◆ What you should do ◆
Copy each of the following records word for word, changing nothing.

◆ Data for this exercise ◆
● ● ● ●

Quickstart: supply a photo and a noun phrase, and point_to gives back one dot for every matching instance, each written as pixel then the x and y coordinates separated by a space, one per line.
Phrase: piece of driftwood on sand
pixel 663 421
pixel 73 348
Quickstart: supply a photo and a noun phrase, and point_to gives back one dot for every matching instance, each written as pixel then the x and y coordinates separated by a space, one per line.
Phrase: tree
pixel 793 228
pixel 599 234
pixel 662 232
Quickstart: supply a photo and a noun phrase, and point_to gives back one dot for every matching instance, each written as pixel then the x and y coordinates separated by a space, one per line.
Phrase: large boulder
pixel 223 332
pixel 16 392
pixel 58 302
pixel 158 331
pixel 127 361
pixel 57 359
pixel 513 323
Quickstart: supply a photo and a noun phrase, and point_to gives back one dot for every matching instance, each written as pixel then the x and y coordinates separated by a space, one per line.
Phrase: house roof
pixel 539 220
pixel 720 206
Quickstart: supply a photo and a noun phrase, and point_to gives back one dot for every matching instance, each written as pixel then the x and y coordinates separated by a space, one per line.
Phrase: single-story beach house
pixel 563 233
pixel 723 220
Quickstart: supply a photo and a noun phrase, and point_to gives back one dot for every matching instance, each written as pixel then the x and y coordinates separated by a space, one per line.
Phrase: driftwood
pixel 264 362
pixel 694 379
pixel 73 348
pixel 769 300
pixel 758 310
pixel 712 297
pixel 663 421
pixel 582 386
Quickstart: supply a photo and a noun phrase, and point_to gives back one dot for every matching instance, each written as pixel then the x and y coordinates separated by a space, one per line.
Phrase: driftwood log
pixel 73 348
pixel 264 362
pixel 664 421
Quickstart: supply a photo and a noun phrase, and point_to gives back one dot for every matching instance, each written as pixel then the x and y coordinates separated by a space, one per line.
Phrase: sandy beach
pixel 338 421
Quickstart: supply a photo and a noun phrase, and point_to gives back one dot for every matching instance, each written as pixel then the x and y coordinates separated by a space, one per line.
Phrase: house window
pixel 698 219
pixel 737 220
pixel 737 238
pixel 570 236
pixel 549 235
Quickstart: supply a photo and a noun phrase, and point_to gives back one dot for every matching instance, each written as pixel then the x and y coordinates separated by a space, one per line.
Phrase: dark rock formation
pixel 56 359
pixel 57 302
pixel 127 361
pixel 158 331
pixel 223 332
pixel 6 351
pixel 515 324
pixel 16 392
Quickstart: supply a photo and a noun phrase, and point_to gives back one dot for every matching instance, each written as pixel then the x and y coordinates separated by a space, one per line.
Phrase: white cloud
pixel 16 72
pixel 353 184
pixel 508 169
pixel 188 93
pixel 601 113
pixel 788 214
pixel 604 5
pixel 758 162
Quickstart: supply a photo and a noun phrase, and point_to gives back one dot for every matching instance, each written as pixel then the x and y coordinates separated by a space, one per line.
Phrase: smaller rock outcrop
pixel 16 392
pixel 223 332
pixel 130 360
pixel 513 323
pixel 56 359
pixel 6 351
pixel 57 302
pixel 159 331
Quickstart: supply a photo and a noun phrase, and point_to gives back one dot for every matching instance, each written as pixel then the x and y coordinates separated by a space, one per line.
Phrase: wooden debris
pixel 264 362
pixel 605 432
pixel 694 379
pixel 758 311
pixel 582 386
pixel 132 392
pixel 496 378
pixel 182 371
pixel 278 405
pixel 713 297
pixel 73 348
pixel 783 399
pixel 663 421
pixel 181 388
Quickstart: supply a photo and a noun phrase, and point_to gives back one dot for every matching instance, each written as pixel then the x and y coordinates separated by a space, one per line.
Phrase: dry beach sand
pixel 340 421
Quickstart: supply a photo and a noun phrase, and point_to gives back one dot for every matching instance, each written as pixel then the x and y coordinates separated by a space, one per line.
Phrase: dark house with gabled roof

● ● ● ●

◆ Complete answer ◆
Quickstart: supply a photo and a noun phrase, and point_to gives back one dot for every matching instance, each written as pixel then the x and y coordinates separated by a space, one per line.
Phrase: piece of driftwood on sand
pixel 663 421
pixel 73 348
Quickstart: supply a photo and a noun phrase, and point_to gives back one dot for every matching instance, each written as pixel then the x and y coordinates separated by a space, one per line.
Phrase: tree
pixel 793 228
pixel 599 234
pixel 662 232
Quickstart: supply a photo and a noun phrase, and point_to gives back one dot for every matching instance, each written as pixel then the x and y coordinates separated by a space, one per line.
Phrase: large boulder
pixel 223 332
pixel 16 392
pixel 58 302
pixel 158 331
pixel 127 361
pixel 57 359
pixel 513 323
Quickstart: supply a photo and a noun phrase, and point_to gives back one dot for every matching instance, each written as pixel then the x and y coordinates separated by a space, one per line.
Phrase: house roof
pixel 539 220
pixel 720 206
Quickstart: supply a photo and a noun phrase, and point_to gives back one dot for every matching instance, each written as pixel then the x and y coordinates separated by a space, one per line.
Phrase: single-story beach house
pixel 563 233
pixel 723 220
Quickstart: supply a photo and a noun phrase, and point_to gives back one dot for every matching instance, each written as pixel then the x and y coordinates separated by a space, one per line.
Phrase: driftwood
pixel 264 362
pixel 694 379
pixel 73 348
pixel 769 300
pixel 758 310
pixel 712 297
pixel 663 421
pixel 582 386
Quickstart: supply a photo and a noun phrase, and point_to gives back one dot for every matching instance, each written as pixel then the x and y coordinates separated by a space, one per line.
Phrase: driftwood log
pixel 73 348
pixel 264 362
pixel 664 421
Quickstart: supply a photo and a noun phrase, and point_to gives back one dot for every matching instance, each written as pixel then the x and y coordinates separated by a space, one per line.
Phrase: sandy beach
pixel 338 421
Quickstart: supply a photo and a noun phrase, and point_to gives back one dot for every matching instance, each written as pixel then the x and y coordinates separated by a space, one per line.
Phrase: house window
pixel 698 219
pixel 737 220
pixel 737 238
pixel 570 236
pixel 549 235
Quickstart: supply a photo and a noun phrase, and point_to gives back one dot for every matching instance, each written as pixel then the x and y coordinates separated by a space, one per line.
Phrase: dark rock formation
pixel 56 359
pixel 57 302
pixel 127 361
pixel 158 331
pixel 223 332
pixel 6 351
pixel 515 324
pixel 16 392
Quickstart: supply a photo and a noun phrase, and point_to gives back one dot for every matching instance, each written as pixel then the x and y coordinates separated by a space, one per line.
Phrase: white cloud
pixel 16 72
pixel 353 184
pixel 508 169
pixel 188 93
pixel 601 113
pixel 788 214
pixel 604 5
pixel 758 162
Quickstart: supply a photo and a noun phrase, and point_to gives back one dot for every matching instance, each written as pixel then the x and y coordinates separated by a space, one per line.
Phrase: smaller rock outcrop
pixel 16 392
pixel 223 332
pixel 130 360
pixel 513 323
pixel 56 359
pixel 6 351
pixel 57 302
pixel 159 331
Quickstart: supply a photo and a noun phrase, and point_to gives back one dot for every matching instance, each written as pixel then the x and y coordinates separated by a space, one per line.
Phrase: wooden debris
pixel 264 362
pixel 605 432
pixel 694 379
pixel 758 311
pixel 582 386
pixel 132 392
pixel 496 378
pixel 182 371
pixel 278 405
pixel 713 297
pixel 73 348
pixel 783 399
pixel 663 421
pixel 181 388
Quickstart: supply a photo and a noun phrase, and point_to gives back one dot for every matching instance, each written as pixel then the x and y coordinates separated by a space, one per line.
Phrase: dry beach sand
pixel 340 421
Quickstart: supply a photo and a noun phrase, and point_to gives back one dot for every matching instance, each written as pixel then the x and y coordinates separated by a space, one per line.
Phrase: dark house with gabled roof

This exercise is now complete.